» STATED PROBLEM: Write every line of the material out exactly as shown.

[Location identification entries]

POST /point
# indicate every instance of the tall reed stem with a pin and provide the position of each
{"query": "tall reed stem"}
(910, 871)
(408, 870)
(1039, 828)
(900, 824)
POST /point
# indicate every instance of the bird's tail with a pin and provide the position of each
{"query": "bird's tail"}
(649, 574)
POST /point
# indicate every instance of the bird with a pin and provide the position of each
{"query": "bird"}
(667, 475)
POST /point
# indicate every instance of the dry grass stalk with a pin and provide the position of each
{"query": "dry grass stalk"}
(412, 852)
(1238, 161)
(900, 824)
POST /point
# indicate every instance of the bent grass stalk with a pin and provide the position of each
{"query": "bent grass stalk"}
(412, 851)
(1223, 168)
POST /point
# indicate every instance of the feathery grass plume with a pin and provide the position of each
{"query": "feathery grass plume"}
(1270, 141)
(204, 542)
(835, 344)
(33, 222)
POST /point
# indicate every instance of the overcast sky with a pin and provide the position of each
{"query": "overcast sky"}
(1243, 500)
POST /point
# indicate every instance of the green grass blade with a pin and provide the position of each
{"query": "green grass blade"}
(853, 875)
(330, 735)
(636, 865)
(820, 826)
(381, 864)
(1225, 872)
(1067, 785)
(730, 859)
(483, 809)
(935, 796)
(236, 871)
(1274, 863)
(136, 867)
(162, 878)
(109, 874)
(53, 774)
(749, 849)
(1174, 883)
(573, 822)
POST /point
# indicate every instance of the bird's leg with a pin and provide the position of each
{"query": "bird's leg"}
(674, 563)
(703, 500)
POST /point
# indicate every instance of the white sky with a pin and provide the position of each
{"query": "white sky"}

» RESULT OF THE TASK:
POST /point
# indicate every instance of the tall reed stem with a pin and provide the position of each
{"query": "tall reed stem"}
(910, 871)
(408, 870)
(1039, 828)
(900, 824)
POST /point
# indicate every instance of the bird's tail with a pin and provide the position of each
{"query": "bird's tail"}
(649, 574)
POST /point
# indicate every instance of the bird with a pin and provide the position of each
{"query": "bird"}
(667, 475)
POST /point
# indicate every instance of the dry grass stalk with a pin and provide the position of each
{"query": "dry grass stalk"}
(412, 852)
(1238, 161)
(900, 824)
POST /point
# indicate every instance of the bent grass stalk with a pin and provide the position of each
{"query": "bent grass stalk"}
(412, 851)
(1223, 168)
POST /point
# indicate every instance of the feathery grass plume with a pin and provide the position of each
{"query": "feathery grass plume"}
(1270, 141)
(204, 542)
(835, 344)
(33, 222)
POST /point
# indicate every instance of the overcast sky with a pin and provide the position of each
{"query": "overcast sky"}
(1243, 500)
POST /point
# indicate every instance of the green grass blade with a pin and provide the position of each
{"query": "green grass blade"}
(853, 875)
(330, 735)
(636, 865)
(820, 826)
(381, 864)
(1225, 872)
(1067, 785)
(730, 859)
(483, 809)
(935, 796)
(236, 871)
(1274, 863)
(136, 867)
(162, 878)
(109, 874)
(53, 774)
(749, 849)
(1174, 883)
(573, 822)
POST /point
# indicate every instance of the bird's leg with a pin and provide the position of each
{"query": "bird's leg"}
(674, 563)
(703, 500)
POST /point
# indicate every instance of the white sky with a pin and provide the position of each
{"query": "white sky"}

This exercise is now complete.